▶ [EXTRACT PROVIDED]
** begin **
A Crash Course in Streaming

Processing infinite data sets

Living the stream

Audience

This article is aimed at engineers with a basic understanding of when we may want to collect and analyse large amounts of data. You don’t necessarily need hands on experience of designing such systems, but will need an appreciation of when these sorts of problems occur.

Argument

Let’s begin with why we need streaming.

Motivation

We first explore a problem we are trying to solve. Imagine we work for a company, and we are running a number of servers all over the world. We would like to collect and parse the logs from these servers to see how many requests are succeeding or failing. How would we go about doing so?

We imagine an architecture similar to the below.

Example log collection architecture

All of our servers send their logs to queue using an agent, which is then pulled from by a leader node. This distributes the logs between nodes responsible for their aggregation. These results are then written to storage.

However, the logs keep coming, and there’s thousands a second! This is a simple issue with a tough logistical solution.

Let’s clarify the properties we need from a streaming engine.

1. We want data and insights in near real-time, even if it is not 100% accurate (low-latency, approximate results).
2. We want to deal with data that is continuously, infinitely generated (unbounded data).
3. We want to process data consistently as it comes in, spreading our processing more evenly over time (unbounded data processing).

Introducing Streaming

Now we’ve got our head round when we might need streaming, let’s talk about how we define it. This article written by a Google engineer shortens it to a type of data processing engine that is designed with infinite data sets in mind. In the above definitions this means we can deal with unbounded data.

Note, this doesn’t limit the other two points. We don’t need to process data as it comes, and we are allowed to provide absolutely correct results (i.e. they’re not always approximate, we can get strongly-consistent data).

Streaming vs Batch Processing vs Micro-Batching

Just in case you haven’t heard of batch processing, this entails chopping your data into groups to carry out some work on it. We collect data over time, then process it in chunks. As we are generally collecting it over a window this can means some latency in gathering results (i.e. we have to wait for the window to close before we process anything).

An example of batch processing might be payroll. We collect work data over a month, then process it at the end to calculate how much people should be paid. This is a long window, but you get the idea.
** end **
Entries from an annotation dataset
** begin **
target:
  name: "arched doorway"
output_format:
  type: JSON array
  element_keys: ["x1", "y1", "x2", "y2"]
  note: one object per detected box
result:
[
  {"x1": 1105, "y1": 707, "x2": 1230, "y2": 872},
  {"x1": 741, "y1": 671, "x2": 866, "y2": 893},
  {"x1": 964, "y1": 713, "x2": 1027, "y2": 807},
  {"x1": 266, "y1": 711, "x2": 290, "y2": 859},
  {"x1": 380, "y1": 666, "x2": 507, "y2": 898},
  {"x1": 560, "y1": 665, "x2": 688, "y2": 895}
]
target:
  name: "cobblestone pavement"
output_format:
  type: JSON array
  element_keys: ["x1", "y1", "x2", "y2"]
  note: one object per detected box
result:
** end **
▶ [TASKS FOR THIS EXERCISE]
1) Do these statements agree with the article on streaming? (a) Streaming engines must always return approximate results. (b) In the example architecture, the logs pulled by a leader node are distributed between nodes responsible for their aggregation. (c) Payroll is given as an example of batch processing. For each, answer yes or no and quote the words of the article that decide it.
2) Substitute "stream processor" for "streaming engine" and write out the article on streaming from "However, the logs" up to and including "(low-latency, approximate results).".
These records were drawn from a separate source.

▶ [WORKED ANSWERS]
1)
(a) No: "we are allowed to provide absolutely correct results (i.e. they’re not always approximate, we can get strongly-consistent data)."
(b) Yes: "All of our servers send their logs to queue using an agent, which is then pulled from by a leader node. This distributes the logs between nodes responsible for their aggregation."
(c) Yes: "An example of batch processing might be payroll."

2)
However, the logs keep coming, and there’s thousands a second! This is a simple issue with a tough logistical solution.

Let’s clarify the properties we need from a stream processor.

1. We want data and insights in near real-time, even if it is not 100% accurate (low-latency, approximate results).